• [Stated goal]: Rescale the records from the start through the line that contains "x=1227, y=570", including that line, and write them all out again with the requests unchanged. Multiply every coordinate in the answers by 1.9, rounding to whole numbers with halves going up.

• [Exercise material]:
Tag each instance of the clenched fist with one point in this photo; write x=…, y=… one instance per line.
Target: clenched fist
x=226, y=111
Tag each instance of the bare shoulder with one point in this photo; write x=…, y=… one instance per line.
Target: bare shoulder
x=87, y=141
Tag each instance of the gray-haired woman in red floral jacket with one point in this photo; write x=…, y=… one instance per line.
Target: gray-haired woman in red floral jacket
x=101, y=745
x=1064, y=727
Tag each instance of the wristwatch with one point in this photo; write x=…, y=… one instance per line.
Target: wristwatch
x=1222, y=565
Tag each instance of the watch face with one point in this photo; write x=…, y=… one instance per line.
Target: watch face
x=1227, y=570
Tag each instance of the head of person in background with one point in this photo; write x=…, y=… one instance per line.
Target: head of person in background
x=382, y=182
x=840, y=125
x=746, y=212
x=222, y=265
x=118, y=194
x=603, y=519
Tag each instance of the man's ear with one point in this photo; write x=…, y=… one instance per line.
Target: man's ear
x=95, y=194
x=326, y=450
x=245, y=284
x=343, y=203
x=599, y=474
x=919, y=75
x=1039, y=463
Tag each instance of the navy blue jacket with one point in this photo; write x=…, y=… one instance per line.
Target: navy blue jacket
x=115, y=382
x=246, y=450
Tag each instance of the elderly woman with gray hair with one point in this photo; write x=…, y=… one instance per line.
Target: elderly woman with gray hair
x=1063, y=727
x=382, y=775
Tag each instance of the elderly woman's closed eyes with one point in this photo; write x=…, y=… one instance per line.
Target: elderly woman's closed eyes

• [The result]:
Tag each instance of the clenched fist with one point in this photo; write x=…, y=… one instance per line.
Target: clenched fist
x=429, y=211
Tag each instance of the bare shoulder with one point in this photo; write x=…, y=… one instance per line.
Target: bare shoulder
x=165, y=268
Tag each instance of the gray-haired woman in red floral jacket with one point in this photo; write x=…, y=… one instance per line.
Target: gray-haired woman in red floral jacket
x=192, y=1416
x=2022, y=1381
Tag each instance of the wristwatch with one point in this photo; write x=…, y=… one instance per line.
Target: wristwatch
x=2322, y=1074
Tag each instance of the watch face with one point in this photo; write x=…, y=… one instance per line.
Target: watch face
x=2331, y=1083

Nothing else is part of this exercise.